** SUPPLIED MATERIAL follows **

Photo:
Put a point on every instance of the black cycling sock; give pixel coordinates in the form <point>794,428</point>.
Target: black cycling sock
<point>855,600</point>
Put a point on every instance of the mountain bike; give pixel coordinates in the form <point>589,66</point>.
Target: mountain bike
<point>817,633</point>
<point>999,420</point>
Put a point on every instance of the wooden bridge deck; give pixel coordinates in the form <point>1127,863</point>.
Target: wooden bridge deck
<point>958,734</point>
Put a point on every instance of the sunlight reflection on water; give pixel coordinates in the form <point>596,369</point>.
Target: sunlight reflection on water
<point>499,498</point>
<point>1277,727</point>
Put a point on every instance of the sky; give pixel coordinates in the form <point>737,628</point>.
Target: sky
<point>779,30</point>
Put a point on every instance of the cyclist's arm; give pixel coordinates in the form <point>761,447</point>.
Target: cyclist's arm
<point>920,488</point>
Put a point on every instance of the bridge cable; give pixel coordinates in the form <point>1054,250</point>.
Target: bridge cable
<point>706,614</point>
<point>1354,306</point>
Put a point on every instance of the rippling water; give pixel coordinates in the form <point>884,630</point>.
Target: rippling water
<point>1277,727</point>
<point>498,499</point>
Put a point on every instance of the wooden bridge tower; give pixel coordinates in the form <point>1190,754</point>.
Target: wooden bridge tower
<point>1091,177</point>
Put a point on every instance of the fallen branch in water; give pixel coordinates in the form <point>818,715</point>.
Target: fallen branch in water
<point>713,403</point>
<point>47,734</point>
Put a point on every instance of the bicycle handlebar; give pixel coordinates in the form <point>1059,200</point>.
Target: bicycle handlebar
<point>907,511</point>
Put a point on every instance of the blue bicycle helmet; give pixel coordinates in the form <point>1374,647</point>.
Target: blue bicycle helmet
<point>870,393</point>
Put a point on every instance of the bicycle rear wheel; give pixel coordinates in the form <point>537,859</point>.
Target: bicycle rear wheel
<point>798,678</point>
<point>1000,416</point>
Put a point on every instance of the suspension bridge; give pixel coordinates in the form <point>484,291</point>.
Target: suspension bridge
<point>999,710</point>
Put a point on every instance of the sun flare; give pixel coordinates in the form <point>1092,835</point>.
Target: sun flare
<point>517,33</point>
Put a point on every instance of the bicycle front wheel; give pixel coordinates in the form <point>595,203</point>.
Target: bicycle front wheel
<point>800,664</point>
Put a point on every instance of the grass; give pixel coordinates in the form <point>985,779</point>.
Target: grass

** End of SUPPLIED MATERIAL **

_PROBLEM TO WORK ON_
Print the listing once more, exactly as it stands above.

_SOLUTION FOR THIS PROBLEM_
Photo:
Put a point on every instance of the black cycling sock; give pixel coordinates in the form <point>794,428</point>.
Target: black cycling sock
<point>855,600</point>
Put a point on every instance of the mountain bike; give pixel coordinates in the form <point>589,66</point>.
Target: mountain bike
<point>817,633</point>
<point>999,420</point>
Put a point on every instance of the wooden bridge deck; give pixel coordinates in the form <point>1127,863</point>.
Target: wooden bridge deck
<point>958,734</point>
Put a point on every instance of the sunlight reflection on water; give pixel coordinates in the form <point>596,369</point>.
Target: sunlight reflection on water
<point>499,498</point>
<point>1277,727</point>
Put a point on every instance of the sky; give pixel coordinates in the form <point>737,628</point>.
Target: sky
<point>779,30</point>
Put a point on every instance of the cyclist's arm; give pixel coordinates in the form <point>761,447</point>.
Target: cyclist's arm
<point>920,488</point>
Put a point on every instance of the bridge cable; give pixel coordinates in the form <point>1054,250</point>.
Target: bridge cable
<point>706,614</point>
<point>1354,306</point>
Put a point on every instance of the rippling water; give pixel coordinates in the form <point>884,630</point>.
Target: rippling water
<point>1277,727</point>
<point>498,499</point>
Put a point on every instance of the wooden bridge tower; give pixel coordinates in the form <point>1190,754</point>.
Target: wooden bridge tower
<point>1091,177</point>
Put a point on every instance of the fallen branch in water; give pixel coordinates in the form <point>818,715</point>.
Target: fallen branch in water
<point>713,403</point>
<point>47,734</point>
Put a point on every instance of the bicycle handlebar; give pixel coordinates in the form <point>1059,200</point>.
Target: bicycle handlebar
<point>907,511</point>
Put a point on every instance of the blue bicycle helmet; give pixel coordinates in the form <point>1374,647</point>.
Target: blue bicycle helmet
<point>870,393</point>
Put a point on every instance of the bicycle rear wheel; give pixel coordinates in the form <point>537,859</point>.
Target: bicycle rear wheel
<point>798,678</point>
<point>1000,416</point>
Put a point on every instance of the suspension bridge; give pixel coordinates in the form <point>484,291</point>.
Target: suspension bridge
<point>999,710</point>
Put a point on every instance of the sun flare; give pixel coordinates in the form <point>1092,835</point>.
Target: sun flare
<point>517,33</point>
Put a point on every instance of the bicycle front wheel; give pixel coordinates in the form <point>595,203</point>.
Target: bicycle front wheel
<point>800,664</point>
Put a point on every instance of the grass; give pixel coordinates in the form <point>985,779</point>.
Target: grass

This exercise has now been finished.